* BEGIN Passage given *

Looks like we agree. Crisis Core is one of my favorite PSP games, and I enjoyed Other M as well despite all the hate.
For a Final Fantasy, I really enjoyed the story. Surprised me. I actually gave a shit about Zack.


----------



## DaggerV (Feb 21, 2013)

Terenigma said:


> I LOVED Clayfighter 63 1/3 on the N64 even tho at the time it was one of the most hated games in exsistance but man, i had alot of fun with that game.
> 
> ...It did have some disturbing claytalittys tho XD (2.14 on this video, if you dare)
> 
> ...





Spoiler



They don't make them like they used to.


----------



## the_randomizer (Feb 21, 2013)

Terenigma said:


> I LOVED Clayfighter 63 1/3 on the N64 even tho at the time it was one of the most hated games in exsistance but man, i had alot of fun with that game.
> 
> ...It did have some disturbing claytalittys tho XD (2.14 on this video, if you dare)
> 
> ...





Spoiler



Wow, and I thought I was the only one who laughed when playing that game; Michael Buffer, Tress MacNeille, Jess Harnell, Frank Welker, Rob Paulsen, Jim Cummings and others I can't remember how to spell, it had an insane list of famous voice actors. Sure the audio quality for the voices wasn't the best, but the dialog was genius 

Then there's Earthworm Jim and Boogerman, both voiced by Dan Castellanetta.


----------



## ShadowSoldier (Feb 21, 2013)

Engert said:


> *Well you could argue that Mass Effect 3 was a bad game* but because the previous two were good games, this makes Mass Effect 3 a bad girl you want to spend your time with. But you don't want her waking up next to you the following morning.


 
No you can't. The only thing wrong with ME3 was the ending, even then, it wasn't as bad as people made it out to be. People just got butthurt over the fact that the game didn't end how they wanted it to be. ME3 was a fantastic game.

Anyways, for me:

Lollipop Chainsaw. I like it. It's fun.
Super Adventure Island 2. Totally not like other adventure island games, but to me still an addicting game and I would love to see it on the eShop.
ZombiU. Yeah a lot of people don't like this game, but I loved it and hope there's going to be a sequel.


----------



## Engert (Feb 21, 2013)

ShadowSoldier said:


> No you can't. The only thing wrong with ME3 was the ending, even then, it wasn't as bad as people made it out to be. People just got butthurt over the fact that the game didn't end how they wanted it to be. ME3 was a fantastic game.

* END Passage given *

**Prompt 1**
In the game forum thread, who voiced both Earthworm Jim and Boogerman?
**Prompt 2**
Go on with the game forum thread from its last line.
The listing after the game forum thread is separate material.

* BEGIN Data *

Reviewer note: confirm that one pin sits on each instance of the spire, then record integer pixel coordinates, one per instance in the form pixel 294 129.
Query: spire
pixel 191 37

* END Data *

**Result 1**
Dan Castellanetta.

**Result 2**
Are you sure you wanna do this? Because i'm too cool and i always win.


----------



## ShadowSoldier (Feb 21, 2013)

Engert said:


> Are you sure you wanna do this? Because i'm too cool and i always win.


I have no idea what the hell you're trying to talk about, but you're just wrong.


----------



## Engert (Feb 21, 2013)

ShadowSoldier said:


> I have no idea what the hell you're trying to talk about, but you're just wrong.


 
Hmmm.
No, you're wrong because Mass Effect 3 sucks ass. And the reason it sucks ass it's because it didn't end how people wanted it to end. And that's because this was the first true revolutionary game which your choices changed the course of the game throughout the game. So in the end you get a middle finger for choices.
So, that's why _you're_ wrong.


----------



## Gahars (Feb 21, 2013)

Engert said:


> Hmmm.
> No, you're wrong because Mass Effect 3 sucks ass. And the reason it sucks ass it's because it didn't end how people wanted it to end. And that's because this was the first true revolutionary game which your choices changed the course of the game throughout the game. So in the end you get a middle finger for choices.
> So, that's why _you're_ wrong.


 
Pro logic as always, Engert.


----------



## DragorianSword (Feb 21, 2013)

For me this would definitely be Singstar and Guitar Hero.
I'll also add the Kingdom Hearts series, since I know they are actually not that good and the story is way to 'complicated' for it's own good.
I just love all characters except Sora.


----------



## ShadowSoldier (Feb 21, 2013)

Engert said:


> Hmmm.
> No, you're wrong because Mass Effect 3 sucks ass. And the reason it sucks ass it's because it didn't end how people wanted it to end. And that's because this was the first true revolutionary game which your choices changed the course of the game throughout the game. So in the end you get a middle finger for choices.
> So, that's why _you're_ wrong.


 
See, I told you you were wrong.

You throw out the rest of the game and focus on the ending.


----------



## Engert (Feb 21, 2013)

Gahars said:


> Pro logic as always, Engert.


 
Pro and logic? That's a double synonym.


----------



## Engert (Feb 21, 2013)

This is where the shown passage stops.